→ **Problem**:
Reproduce the rows below with "patio chair" switched to "garden chair", keeping everything else unchanged, and omit the pictures from your answer.
** Start of Records to use **
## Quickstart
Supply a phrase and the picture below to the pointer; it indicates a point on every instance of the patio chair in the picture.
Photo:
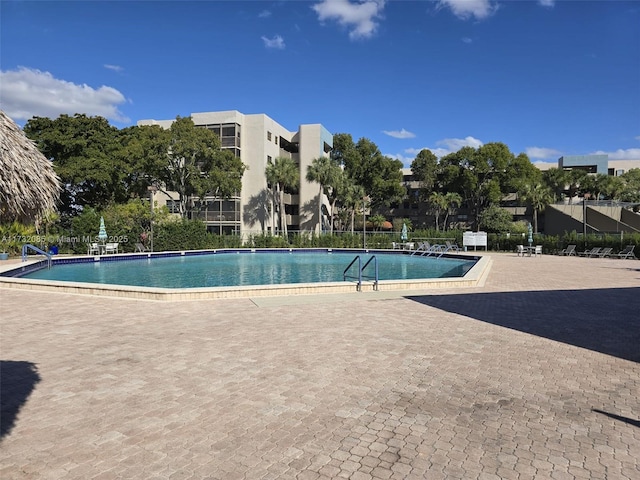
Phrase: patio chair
(141, 248)
(111, 248)
(590, 253)
(605, 252)
(451, 246)
(627, 252)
** End of Records to use **
→ **Expected output**:
## Quickstart
Supply a phrase and the picture below to the pointer; it indicates a point on every instance of the garden chair in the picture.
Photo:
Phrase: garden chair
(141, 248)
(111, 248)
(590, 253)
(605, 252)
(451, 246)
(627, 252)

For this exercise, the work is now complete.